*** TEXT EXCERPT ***

Fix #362: Complete OpenAI API error handling + Merge PR #521

Summary

Resolves issue #362 where users experienced silent failures and empty results when OpenAI API quota was exhausted or other API errors occurred. This PR now includes all changes from PR #521 which provides the core authentication error handling fixes.

Key Improvements

🛡️ Critical Authentication Error Handling (from PR #521)

EmbeddingAuthenticationError handling added to RAG service - authentication failures now bubble up as HTTP 401 responses
Single-vector API fix - Fixed create_embedding(query) → create_embedding(text=query) call
Reranking guard improvement - Enhanced logic to use is not None instead of truthy checks
HTTP 401 responses - Knowledge API now properly catches authentication errors and returns clear error messages

🔧 Enhanced Error Handling

Comprehensive error parsing for OpenAI authentication (401), quota (429), and rate limit (429) errors
Actionable notifications tell users exactly how to resolve issues (check Settings, add credits, wait for rate limits)
Error message enhancement in progress tracking and WebSocket events
Consistent messaging across all operation types (new crawls, refresh, retry, uploads)

🔒 Security Hardening

ReDoS vulnerability fixed with input size limits (5000 chars) and bounded regex patterns
Information disclosure prevention with enhanced error message sanitization
API key protection automatically redacts keys, org IDs, project IDs, URLs from error messages
Memory leak prevention with proper timeout cleanup in frontend requests

⚡ Performance Optimizations

Request optimization with proper timeout management and cleanup
Validation caching reduces API calls and improves responsiveness
Race condition fixes ensure proper event ordering in progress tracking
Memory management improvements prevent frontend resource leaks

Before vs After

Before (Issue #362)

❌ Silent failures when OpenAI API quota exhausted
❌ Empty results with no error indication
❌ Users spent 90+ minutes debugging
❌ No validation before starting operations
❌ Wasted time crawling with invalid credentials

After (This PR + PR #521)

✅ Clear error messages for all OpenAI API failures: HTTP 401: "Invalid API key - Please check your API key in settings"
✅ No more silent failures - authentication errors immediately surface to users
✅ Actionable guidance: "Check your API key in Settings", "Add credits to your account"
✅ Complete coverage across all knowledge base operations
✅ Enhanced security with sanitized error messages
✅ Optimized performance with smart caching and cleanup

Technical Implementation

Changes from PR #521 (Now Merged)

python/src/server/services/search/rag_service.py - Added EmbeddingAuthenticationError handling + single-vector API fix
python/src/server/services/embeddings/embedding_service.py - Enhanced authentication error mapping
python/src/server/api_routes/knowledge_api.py - HTTP 401 error responses with clear messages
python/src/server/services/embeddings/embedding_exceptions.py - EmbeddingAuthenticationError class (already existed)

*** End of TEXT EXCERPT ***

ACTION ITEM A:
For each statement below, say whether it agrees with the pull request description. Answer yes or no, and quote the words from the description that decide it.
(i) The ReDoS fix limits input size to 5000 characters.
(ii) Before the fix, users spent about 30 minutes debugging.
(iii) This change newly created the EmbeddingAuthenticationError class.
ACTION ITEM B:
Answer these questions using the pull request description.
(i) What HTTP response do authentication failures in the RAG service now produce?
(ii) Which file received enhanced authentication error mapping?
(iii) What replaced the truthy checks in the reranking guard?
ACTION ITEM C:
Output the part of the pull request description that starts at "EmbeddingAuthenticationError handling added" and ends at "refresh, retry, uploads)".

*** SUPPLIED DATA ***

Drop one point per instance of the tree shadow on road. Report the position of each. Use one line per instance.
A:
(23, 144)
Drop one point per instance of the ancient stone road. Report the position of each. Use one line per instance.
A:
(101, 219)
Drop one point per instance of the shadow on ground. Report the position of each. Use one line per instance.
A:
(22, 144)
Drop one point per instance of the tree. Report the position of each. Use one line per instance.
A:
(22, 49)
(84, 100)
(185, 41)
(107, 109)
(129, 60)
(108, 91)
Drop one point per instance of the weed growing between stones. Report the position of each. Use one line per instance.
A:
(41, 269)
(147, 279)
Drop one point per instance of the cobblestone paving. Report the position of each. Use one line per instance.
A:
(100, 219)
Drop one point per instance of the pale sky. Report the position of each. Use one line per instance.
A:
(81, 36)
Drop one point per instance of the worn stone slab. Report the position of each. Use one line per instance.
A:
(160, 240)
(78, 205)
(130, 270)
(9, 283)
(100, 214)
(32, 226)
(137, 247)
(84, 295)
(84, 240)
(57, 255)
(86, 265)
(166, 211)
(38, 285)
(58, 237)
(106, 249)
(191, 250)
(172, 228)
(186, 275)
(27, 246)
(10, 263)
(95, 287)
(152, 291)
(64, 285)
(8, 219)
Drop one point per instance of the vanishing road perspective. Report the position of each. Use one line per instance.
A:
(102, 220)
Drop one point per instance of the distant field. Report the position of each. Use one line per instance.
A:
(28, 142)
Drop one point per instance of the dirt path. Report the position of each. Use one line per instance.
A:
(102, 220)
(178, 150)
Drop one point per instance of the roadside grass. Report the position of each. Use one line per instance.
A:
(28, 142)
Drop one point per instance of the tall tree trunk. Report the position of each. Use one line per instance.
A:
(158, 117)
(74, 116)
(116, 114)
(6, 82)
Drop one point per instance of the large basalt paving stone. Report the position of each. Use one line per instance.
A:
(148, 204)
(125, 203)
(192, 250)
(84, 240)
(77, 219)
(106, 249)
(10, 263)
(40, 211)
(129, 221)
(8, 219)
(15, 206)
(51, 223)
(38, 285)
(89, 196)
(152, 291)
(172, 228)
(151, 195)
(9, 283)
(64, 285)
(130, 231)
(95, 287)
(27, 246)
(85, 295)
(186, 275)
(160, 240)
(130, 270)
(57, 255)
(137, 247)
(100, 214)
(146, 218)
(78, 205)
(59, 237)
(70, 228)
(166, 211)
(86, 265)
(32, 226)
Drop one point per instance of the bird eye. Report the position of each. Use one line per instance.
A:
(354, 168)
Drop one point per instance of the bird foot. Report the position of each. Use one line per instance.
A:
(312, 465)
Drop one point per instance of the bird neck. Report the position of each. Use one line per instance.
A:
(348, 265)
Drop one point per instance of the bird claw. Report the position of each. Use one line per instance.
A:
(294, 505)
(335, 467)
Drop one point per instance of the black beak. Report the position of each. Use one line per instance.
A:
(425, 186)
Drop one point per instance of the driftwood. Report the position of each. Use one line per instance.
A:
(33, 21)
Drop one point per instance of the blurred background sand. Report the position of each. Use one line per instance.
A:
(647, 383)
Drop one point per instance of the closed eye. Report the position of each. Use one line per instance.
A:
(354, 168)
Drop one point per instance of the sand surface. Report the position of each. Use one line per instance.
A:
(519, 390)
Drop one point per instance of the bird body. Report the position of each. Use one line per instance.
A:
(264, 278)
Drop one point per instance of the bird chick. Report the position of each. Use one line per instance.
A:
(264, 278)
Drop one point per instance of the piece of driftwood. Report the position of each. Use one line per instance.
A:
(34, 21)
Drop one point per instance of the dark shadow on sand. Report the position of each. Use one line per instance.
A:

*** End of SUPPLIED DATA ***

REPLY A:
(i) Yes: "ReDoS vulnerability fixed with input size limits (5000 chars) and bounded regex patterns"
(ii) No: "Users spent 90+ minutes debugging"
(iii) No: "EmbeddingAuthenticationError class (already existed)"

REPLY B:
(i) HTTP 401 responses
(ii) python/src/server/services/embeddings/embedding_service.py
(iii) is not None

REPLY C:
EmbeddingAuthenticationError handling added to RAG service - authentication failures now bubble up as HTTP 401 responses
Single-vector API fix - Fixed create_embedding(query) → create_embedding(text=query) call
Reranking guard improvement - Enhanced logic to use is not None instead of truthy checks
HTTP 401 responses - Knowledge API now properly catches authentication errors and returns clear error messages

🔧 Enhanced Error Handling

Comprehensive error parsing for OpenAI authentication (401), quota (429), and rate limit (429) errors
Actionable notifications tell users exactly how to resolve issues (check Settings, add credits, wait for rate limits)
Error message enhancement in progress tracking and WebSocket events
Consistent messaging across all operation types (new crawls, refresh, retry, uploads)